§ **Exercise passage**:
On 02/16/2012 10:02 AM, Adam Jackson wrote:
On Thu, 2012-02-16 at 10:22 +0530, Rahul Sundaram wrote:
On 02/16/2012 10:08 AM, Genes MailLists wrote:
Not to mention that the kernel devs use gcc to compile the kernel -
and it most certainly puts a lot of pressure on the compiler. I suspect
unless linus drops gcc as well, we'll at a minimum need to keep it to
build the kernel itself.
Not quite. LLVM can be used to build the kernel and what Linus does
doesn't matter as much (kernel is important but only one component) as
showing that Fedora on the whole will actually benefit from moving to
LLVM. For that, LLVM has to so much better than GCC and someone has to
do the work within Fedora to show that it is the case.
Since I was a bit (intentionally) curt and dismissive in my other
response in this thread, I'll add some anecdata here. I have actually
tried building xserver with clang and running the standard set of
microbenchmarks. I found one relevant path where the clang build was
~15% faster [1]. Something like 60% of the rest were within ±3%. For
everything else clang was uniformly worse by usually about 5%.

§ **Supplied information**:
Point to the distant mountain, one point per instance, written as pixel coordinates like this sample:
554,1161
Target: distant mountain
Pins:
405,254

§ **Tasks**:
(1) Copy out the part of the mailing-list exchange about GCC and LLVM above, starting with "On 02/16/2012 10:02" and going on through "the kernel itself.".
(2) In the mailing-list exchange about GCC and LLVM, by about how much was the clang build of xserver usually worse on the benchmarks that were neither faster nor within ±3%?
(3) Extend the mailing-list exchange about GCC and LLVM, picking up from the point where it stops.

§ **List of answers**:
(1)
On 02/16/2012 10:02 AM, Adam Jackson wrote:
On Thu, 2012-02-16 at 10:22 +0530, Rahul Sundaram wrote:
On 02/16/2012 10:08 AM, Genes MailLists wrote:
Not to mention that the kernel devs use gcc to compile the kernel -
and it most certainly puts a lot of pressure on the compiler. I suspect
unless linus drops gcc as well, we'll at a minimum need to keep it to
build the kernel itself.

(2) About 5%.

(3)
The another usual mistake when people compare speed of GCC and LLVM is
to use -O2 for the both compilers. But the true is that -O1 of GCC is
-O2 of LLVM with the point of code generation quality. The compiler
speed of GCC with -O1 is the same as for LLVM with -O2. You can find
the latest comparison of LLVM and GCC on
http://vmakarov.fedorapeople.org/spec/ (see 2011 comparison at the
bottom of the left frame).
GCC has a big community of very dedicated people. LLVM has no such
community. So IMHO GCC will be more high quality compiler than LLVM
until LLVM gets such community.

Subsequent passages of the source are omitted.